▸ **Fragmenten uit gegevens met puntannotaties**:
####
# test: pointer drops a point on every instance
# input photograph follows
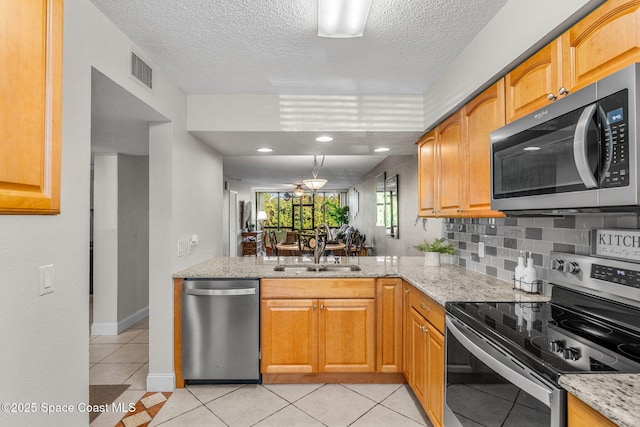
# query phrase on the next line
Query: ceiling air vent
(141, 71)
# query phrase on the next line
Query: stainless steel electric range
(504, 359)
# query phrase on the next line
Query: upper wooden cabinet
(535, 82)
(451, 158)
(605, 41)
(30, 106)
(602, 43)
(454, 163)
(427, 174)
(480, 117)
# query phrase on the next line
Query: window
(285, 211)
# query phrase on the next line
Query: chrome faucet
(318, 250)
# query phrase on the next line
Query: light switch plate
(182, 247)
(46, 278)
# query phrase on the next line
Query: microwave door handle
(500, 362)
(580, 147)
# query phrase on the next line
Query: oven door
(550, 159)
(486, 386)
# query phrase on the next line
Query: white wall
(45, 339)
(133, 239)
(410, 232)
(518, 30)
(105, 245)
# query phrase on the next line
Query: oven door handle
(580, 147)
(500, 361)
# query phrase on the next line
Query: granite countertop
(446, 283)
(616, 396)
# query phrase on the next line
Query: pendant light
(315, 183)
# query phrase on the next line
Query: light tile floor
(123, 359)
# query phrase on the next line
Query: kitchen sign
(616, 243)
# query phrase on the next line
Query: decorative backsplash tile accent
(504, 238)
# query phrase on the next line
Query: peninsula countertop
(614, 395)
(445, 283)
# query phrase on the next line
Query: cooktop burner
(552, 339)
(591, 323)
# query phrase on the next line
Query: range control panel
(621, 276)
(583, 273)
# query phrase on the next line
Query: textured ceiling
(271, 47)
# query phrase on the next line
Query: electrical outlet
(46, 278)
(182, 247)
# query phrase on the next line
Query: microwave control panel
(616, 135)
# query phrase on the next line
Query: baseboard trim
(104, 328)
(111, 328)
(131, 320)
(161, 382)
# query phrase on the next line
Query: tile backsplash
(504, 238)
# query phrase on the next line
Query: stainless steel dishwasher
(221, 330)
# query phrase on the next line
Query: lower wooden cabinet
(324, 335)
(318, 326)
(389, 325)
(424, 351)
(580, 414)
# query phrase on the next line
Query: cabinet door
(419, 358)
(605, 41)
(528, 85)
(451, 158)
(289, 336)
(481, 116)
(347, 335)
(389, 325)
(435, 375)
(30, 106)
(427, 174)
(406, 331)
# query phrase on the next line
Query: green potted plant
(432, 251)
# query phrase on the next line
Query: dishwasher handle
(220, 292)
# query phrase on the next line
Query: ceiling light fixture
(315, 183)
(324, 138)
(342, 18)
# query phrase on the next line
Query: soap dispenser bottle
(530, 276)
(519, 273)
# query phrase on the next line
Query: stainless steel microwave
(578, 154)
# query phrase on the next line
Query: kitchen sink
(339, 267)
(295, 268)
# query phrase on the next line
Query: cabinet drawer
(429, 309)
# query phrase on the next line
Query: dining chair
(273, 242)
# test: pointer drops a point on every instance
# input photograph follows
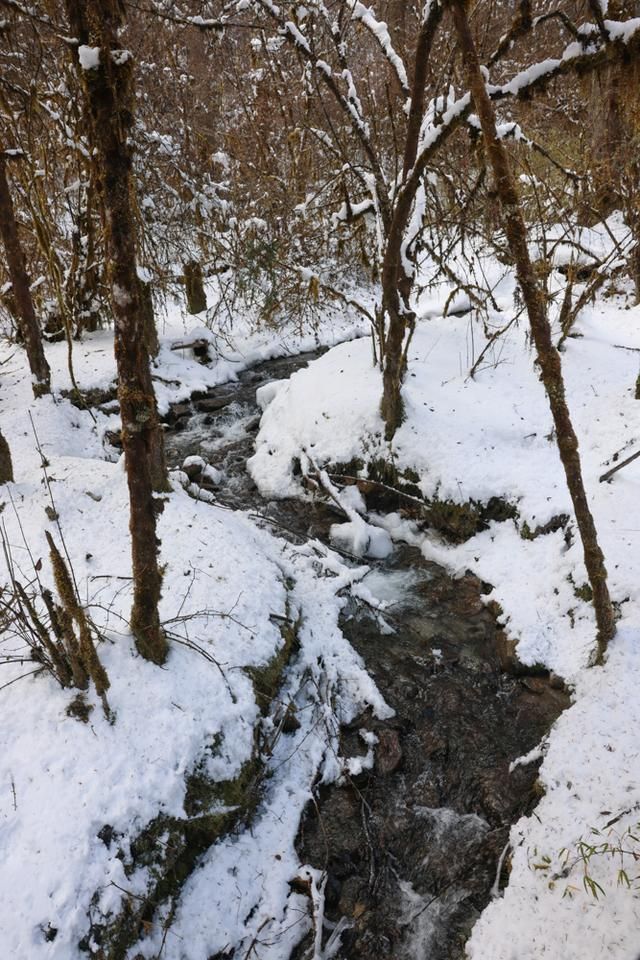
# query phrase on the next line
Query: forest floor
(79, 802)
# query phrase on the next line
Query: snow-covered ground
(228, 586)
(491, 435)
(62, 781)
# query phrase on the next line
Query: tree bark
(6, 466)
(25, 312)
(194, 287)
(548, 356)
(108, 89)
(396, 284)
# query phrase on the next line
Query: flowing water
(410, 847)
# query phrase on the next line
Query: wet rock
(212, 404)
(178, 411)
(388, 752)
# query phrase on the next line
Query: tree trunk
(194, 286)
(6, 466)
(25, 311)
(108, 89)
(396, 284)
(548, 356)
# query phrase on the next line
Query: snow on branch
(380, 31)
(582, 57)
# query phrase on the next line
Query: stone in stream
(410, 846)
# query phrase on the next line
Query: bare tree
(535, 301)
(26, 315)
(105, 71)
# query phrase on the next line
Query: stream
(410, 847)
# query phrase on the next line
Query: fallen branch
(609, 474)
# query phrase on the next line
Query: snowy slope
(472, 439)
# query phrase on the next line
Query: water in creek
(411, 847)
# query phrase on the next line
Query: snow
(89, 57)
(491, 435)
(227, 587)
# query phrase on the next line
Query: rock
(177, 411)
(211, 404)
(388, 752)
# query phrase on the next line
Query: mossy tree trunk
(6, 466)
(194, 287)
(108, 89)
(535, 302)
(396, 282)
(24, 309)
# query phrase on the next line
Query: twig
(609, 474)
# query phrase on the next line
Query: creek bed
(411, 846)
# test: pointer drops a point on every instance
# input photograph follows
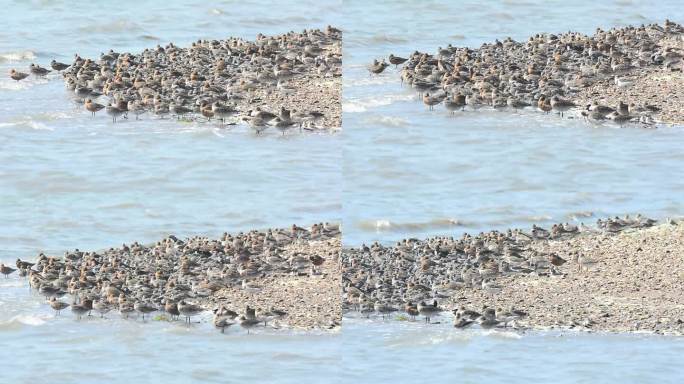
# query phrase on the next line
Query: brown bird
(556, 260)
(172, 309)
(544, 104)
(316, 260)
(92, 106)
(411, 310)
(5, 270)
(17, 75)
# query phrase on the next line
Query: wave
(389, 226)
(362, 105)
(20, 321)
(387, 121)
(17, 56)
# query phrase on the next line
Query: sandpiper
(5, 270)
(171, 308)
(561, 105)
(396, 60)
(223, 111)
(114, 112)
(428, 310)
(431, 101)
(456, 102)
(144, 308)
(411, 310)
(57, 305)
(384, 309)
(15, 75)
(102, 307)
(378, 67)
(222, 321)
(248, 323)
(57, 66)
(544, 105)
(178, 110)
(92, 106)
(188, 310)
(78, 309)
(38, 70)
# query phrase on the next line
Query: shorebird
(79, 309)
(38, 70)
(5, 270)
(113, 111)
(623, 82)
(396, 60)
(125, 307)
(556, 260)
(222, 321)
(57, 66)
(136, 107)
(171, 308)
(188, 310)
(411, 310)
(428, 310)
(561, 105)
(383, 309)
(178, 110)
(248, 323)
(431, 101)
(57, 305)
(50, 291)
(585, 263)
(316, 261)
(223, 111)
(378, 67)
(456, 102)
(488, 319)
(144, 308)
(102, 307)
(17, 75)
(462, 322)
(623, 109)
(92, 106)
(544, 105)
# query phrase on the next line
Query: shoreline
(287, 81)
(294, 270)
(624, 75)
(631, 280)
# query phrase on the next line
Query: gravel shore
(631, 279)
(289, 277)
(311, 301)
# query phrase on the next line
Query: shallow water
(115, 350)
(69, 180)
(410, 172)
(405, 351)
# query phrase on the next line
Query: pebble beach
(286, 276)
(610, 278)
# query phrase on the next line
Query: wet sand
(311, 301)
(631, 280)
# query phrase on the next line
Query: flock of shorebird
(380, 279)
(488, 318)
(548, 71)
(176, 277)
(219, 79)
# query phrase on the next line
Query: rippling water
(68, 180)
(401, 351)
(412, 172)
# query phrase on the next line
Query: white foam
(17, 56)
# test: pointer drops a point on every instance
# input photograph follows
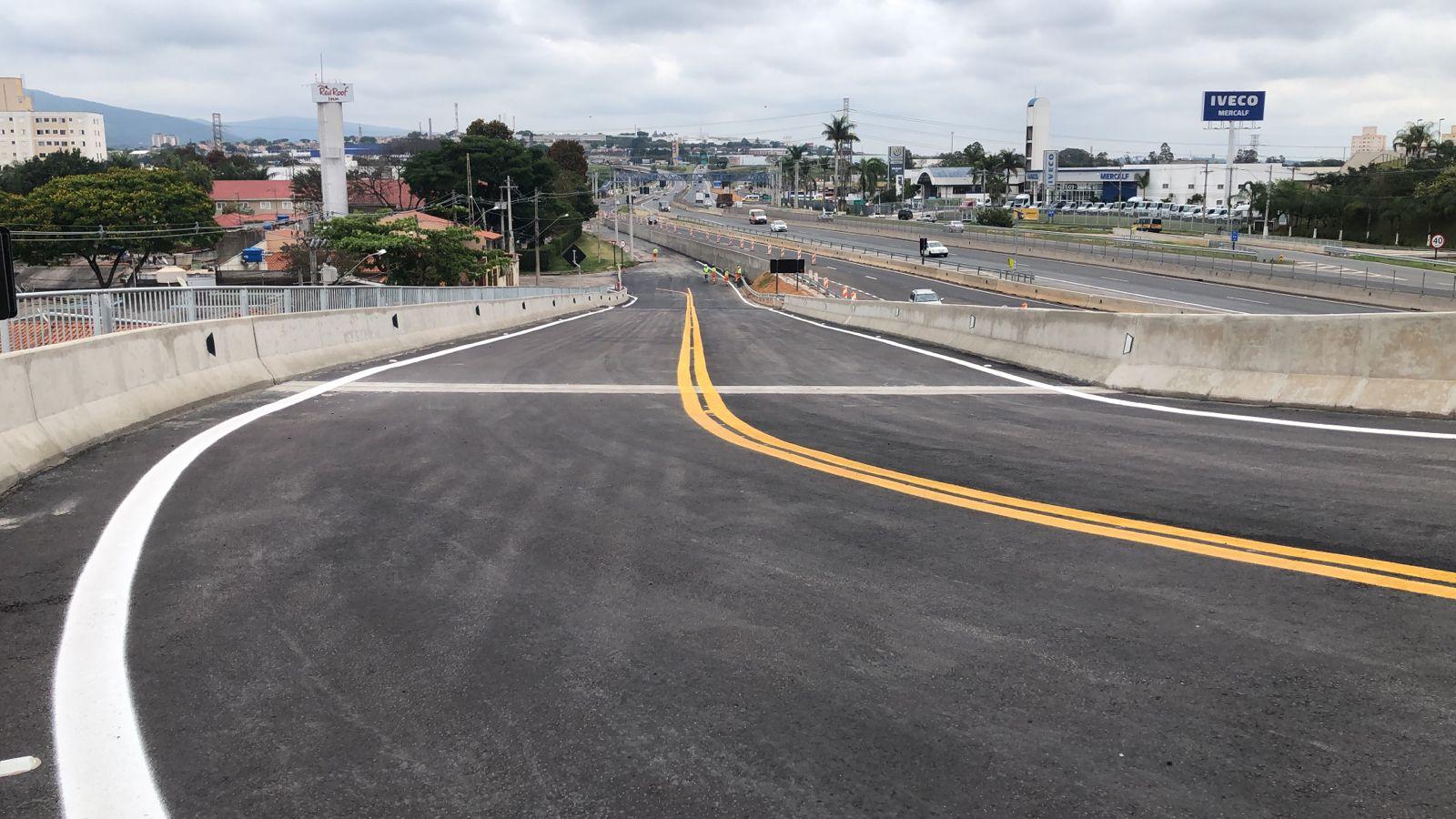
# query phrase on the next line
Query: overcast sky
####
Verzamel uit de vermeldingen hierboven elke regel waarin het woord "water" voorkomt, en neem die regels ongewijzigd over.

Query: flowing water
Query: water in creek
Query: shallow water
Query: rippling water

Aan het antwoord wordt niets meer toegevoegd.